• [Stated exercise]: Filter the listing below and copy each line that contains the word "green". Treat case as significant.

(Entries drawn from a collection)
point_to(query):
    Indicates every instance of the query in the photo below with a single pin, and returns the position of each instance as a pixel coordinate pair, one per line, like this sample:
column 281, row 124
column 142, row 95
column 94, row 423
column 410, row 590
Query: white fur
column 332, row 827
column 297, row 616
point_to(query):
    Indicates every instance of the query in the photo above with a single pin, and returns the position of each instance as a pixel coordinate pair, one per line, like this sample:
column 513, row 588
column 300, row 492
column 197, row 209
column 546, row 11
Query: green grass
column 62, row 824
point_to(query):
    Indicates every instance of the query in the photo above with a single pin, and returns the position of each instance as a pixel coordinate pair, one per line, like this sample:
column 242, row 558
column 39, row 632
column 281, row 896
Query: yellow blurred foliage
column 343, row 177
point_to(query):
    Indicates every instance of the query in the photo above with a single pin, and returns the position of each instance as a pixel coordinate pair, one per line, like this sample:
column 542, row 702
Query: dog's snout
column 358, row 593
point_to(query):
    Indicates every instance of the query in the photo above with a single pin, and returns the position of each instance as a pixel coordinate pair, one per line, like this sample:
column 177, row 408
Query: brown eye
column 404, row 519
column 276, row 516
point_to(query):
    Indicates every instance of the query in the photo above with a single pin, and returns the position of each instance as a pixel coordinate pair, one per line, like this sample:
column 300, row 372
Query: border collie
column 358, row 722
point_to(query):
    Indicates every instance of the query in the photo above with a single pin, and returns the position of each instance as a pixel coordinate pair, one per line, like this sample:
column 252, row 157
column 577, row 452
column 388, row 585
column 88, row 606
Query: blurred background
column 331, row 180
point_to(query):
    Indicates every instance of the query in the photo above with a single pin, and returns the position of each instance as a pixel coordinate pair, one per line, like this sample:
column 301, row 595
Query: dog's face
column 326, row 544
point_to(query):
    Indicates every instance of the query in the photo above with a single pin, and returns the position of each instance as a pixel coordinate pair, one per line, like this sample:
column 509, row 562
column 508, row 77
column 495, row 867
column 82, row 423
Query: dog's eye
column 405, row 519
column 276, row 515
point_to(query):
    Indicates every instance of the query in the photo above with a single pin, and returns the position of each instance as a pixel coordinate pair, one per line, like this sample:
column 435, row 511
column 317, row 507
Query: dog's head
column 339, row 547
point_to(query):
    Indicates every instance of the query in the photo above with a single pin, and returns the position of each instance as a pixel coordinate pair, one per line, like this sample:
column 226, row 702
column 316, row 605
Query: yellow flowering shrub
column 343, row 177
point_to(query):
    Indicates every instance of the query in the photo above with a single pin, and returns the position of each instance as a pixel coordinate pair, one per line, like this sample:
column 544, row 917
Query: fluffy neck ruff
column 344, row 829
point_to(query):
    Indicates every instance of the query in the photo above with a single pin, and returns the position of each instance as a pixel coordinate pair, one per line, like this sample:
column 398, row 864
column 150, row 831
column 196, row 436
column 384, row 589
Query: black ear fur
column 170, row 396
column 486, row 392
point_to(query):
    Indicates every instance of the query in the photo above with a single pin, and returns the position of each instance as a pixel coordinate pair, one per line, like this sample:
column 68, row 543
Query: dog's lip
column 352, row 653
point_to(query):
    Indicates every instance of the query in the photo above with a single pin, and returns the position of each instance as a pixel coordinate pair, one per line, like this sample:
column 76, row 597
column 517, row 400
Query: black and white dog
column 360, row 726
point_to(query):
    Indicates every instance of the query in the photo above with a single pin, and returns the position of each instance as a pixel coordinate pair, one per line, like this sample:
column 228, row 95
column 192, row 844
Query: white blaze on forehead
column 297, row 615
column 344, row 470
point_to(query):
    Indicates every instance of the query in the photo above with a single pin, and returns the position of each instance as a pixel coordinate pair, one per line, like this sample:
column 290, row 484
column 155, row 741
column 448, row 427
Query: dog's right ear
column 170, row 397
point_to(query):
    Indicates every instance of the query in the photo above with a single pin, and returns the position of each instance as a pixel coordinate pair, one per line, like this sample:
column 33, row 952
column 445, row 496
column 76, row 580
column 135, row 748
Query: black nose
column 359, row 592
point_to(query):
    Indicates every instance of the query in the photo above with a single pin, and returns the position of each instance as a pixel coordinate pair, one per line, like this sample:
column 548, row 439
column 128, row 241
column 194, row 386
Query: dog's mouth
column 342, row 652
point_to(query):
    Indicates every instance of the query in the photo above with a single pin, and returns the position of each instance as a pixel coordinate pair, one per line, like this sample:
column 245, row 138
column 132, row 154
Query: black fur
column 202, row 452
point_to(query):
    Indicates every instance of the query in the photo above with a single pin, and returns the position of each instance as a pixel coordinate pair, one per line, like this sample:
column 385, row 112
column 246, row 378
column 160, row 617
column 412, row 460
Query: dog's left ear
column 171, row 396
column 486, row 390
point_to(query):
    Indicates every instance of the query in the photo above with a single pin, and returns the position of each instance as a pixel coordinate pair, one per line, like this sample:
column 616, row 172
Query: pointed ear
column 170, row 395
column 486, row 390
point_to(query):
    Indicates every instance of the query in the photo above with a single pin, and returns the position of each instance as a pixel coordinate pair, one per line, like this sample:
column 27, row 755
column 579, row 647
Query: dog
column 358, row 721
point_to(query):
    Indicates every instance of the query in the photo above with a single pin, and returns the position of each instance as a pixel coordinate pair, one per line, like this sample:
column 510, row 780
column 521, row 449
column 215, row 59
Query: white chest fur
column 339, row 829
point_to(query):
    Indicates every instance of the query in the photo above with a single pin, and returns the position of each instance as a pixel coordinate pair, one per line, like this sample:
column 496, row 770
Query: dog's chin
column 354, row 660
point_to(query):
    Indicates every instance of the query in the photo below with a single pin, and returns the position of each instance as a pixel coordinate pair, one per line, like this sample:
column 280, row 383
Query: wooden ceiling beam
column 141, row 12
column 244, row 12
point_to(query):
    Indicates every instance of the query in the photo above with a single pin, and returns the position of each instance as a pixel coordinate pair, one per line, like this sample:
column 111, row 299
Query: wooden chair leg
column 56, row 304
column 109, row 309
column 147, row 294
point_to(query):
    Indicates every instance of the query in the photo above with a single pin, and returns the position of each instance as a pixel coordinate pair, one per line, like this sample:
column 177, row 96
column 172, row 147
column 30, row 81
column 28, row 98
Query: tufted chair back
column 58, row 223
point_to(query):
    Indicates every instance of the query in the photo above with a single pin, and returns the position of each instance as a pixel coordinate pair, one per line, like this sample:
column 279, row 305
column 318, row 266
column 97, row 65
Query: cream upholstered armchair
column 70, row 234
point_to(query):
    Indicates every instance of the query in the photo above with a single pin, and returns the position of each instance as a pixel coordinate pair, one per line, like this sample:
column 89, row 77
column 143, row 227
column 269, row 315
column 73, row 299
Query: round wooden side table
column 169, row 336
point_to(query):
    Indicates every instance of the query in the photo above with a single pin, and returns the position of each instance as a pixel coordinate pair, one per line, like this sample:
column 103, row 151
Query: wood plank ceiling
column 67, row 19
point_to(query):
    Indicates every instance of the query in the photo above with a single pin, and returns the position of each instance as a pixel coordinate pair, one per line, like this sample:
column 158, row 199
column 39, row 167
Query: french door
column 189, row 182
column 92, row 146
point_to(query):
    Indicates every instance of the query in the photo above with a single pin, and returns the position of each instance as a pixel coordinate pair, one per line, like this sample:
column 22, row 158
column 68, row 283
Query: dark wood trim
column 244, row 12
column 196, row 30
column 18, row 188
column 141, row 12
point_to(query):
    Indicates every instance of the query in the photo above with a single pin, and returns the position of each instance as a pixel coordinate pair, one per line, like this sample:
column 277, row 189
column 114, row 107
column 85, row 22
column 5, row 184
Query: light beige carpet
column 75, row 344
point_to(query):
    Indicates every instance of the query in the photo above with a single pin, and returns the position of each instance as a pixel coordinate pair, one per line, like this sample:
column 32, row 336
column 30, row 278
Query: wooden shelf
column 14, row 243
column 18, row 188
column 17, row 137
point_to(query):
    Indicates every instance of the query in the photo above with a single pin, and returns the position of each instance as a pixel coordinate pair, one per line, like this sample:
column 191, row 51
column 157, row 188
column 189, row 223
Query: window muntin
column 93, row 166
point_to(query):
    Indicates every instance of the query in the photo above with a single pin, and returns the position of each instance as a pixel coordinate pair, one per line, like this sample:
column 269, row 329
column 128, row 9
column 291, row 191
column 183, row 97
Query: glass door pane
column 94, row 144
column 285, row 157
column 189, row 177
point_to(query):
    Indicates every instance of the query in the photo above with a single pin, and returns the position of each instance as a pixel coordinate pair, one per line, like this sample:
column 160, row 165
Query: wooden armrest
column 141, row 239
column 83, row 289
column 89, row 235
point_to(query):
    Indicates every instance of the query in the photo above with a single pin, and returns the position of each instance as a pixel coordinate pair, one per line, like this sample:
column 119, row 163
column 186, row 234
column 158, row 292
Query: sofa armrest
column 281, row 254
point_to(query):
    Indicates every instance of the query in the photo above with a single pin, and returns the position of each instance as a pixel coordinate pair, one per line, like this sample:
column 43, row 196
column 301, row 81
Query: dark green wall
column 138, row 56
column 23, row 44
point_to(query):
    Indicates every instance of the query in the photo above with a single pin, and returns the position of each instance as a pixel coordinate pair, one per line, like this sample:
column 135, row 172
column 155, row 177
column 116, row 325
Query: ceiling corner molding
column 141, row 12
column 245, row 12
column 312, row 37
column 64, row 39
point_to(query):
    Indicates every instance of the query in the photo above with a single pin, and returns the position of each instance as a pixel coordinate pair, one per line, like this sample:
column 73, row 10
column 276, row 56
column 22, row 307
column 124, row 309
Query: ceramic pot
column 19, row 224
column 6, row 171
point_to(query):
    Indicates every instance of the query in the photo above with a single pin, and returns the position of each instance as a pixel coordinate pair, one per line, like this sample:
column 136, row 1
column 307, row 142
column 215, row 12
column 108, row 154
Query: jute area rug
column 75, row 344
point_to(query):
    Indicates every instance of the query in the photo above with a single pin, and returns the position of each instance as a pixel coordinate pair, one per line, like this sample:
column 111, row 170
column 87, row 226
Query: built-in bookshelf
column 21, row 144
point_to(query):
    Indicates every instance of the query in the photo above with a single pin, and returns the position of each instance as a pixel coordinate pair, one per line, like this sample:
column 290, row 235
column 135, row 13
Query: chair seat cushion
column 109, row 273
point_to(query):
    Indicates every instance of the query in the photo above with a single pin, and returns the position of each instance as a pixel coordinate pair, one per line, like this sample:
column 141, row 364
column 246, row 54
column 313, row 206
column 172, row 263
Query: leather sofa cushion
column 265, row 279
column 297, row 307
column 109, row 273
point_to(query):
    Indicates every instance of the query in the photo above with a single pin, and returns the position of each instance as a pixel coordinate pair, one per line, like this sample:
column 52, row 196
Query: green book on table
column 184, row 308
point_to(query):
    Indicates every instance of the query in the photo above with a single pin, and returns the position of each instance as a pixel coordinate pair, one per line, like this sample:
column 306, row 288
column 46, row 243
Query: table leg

• [Exercise output]:
Query: green grass
Query: dark green wall
Query: green book on table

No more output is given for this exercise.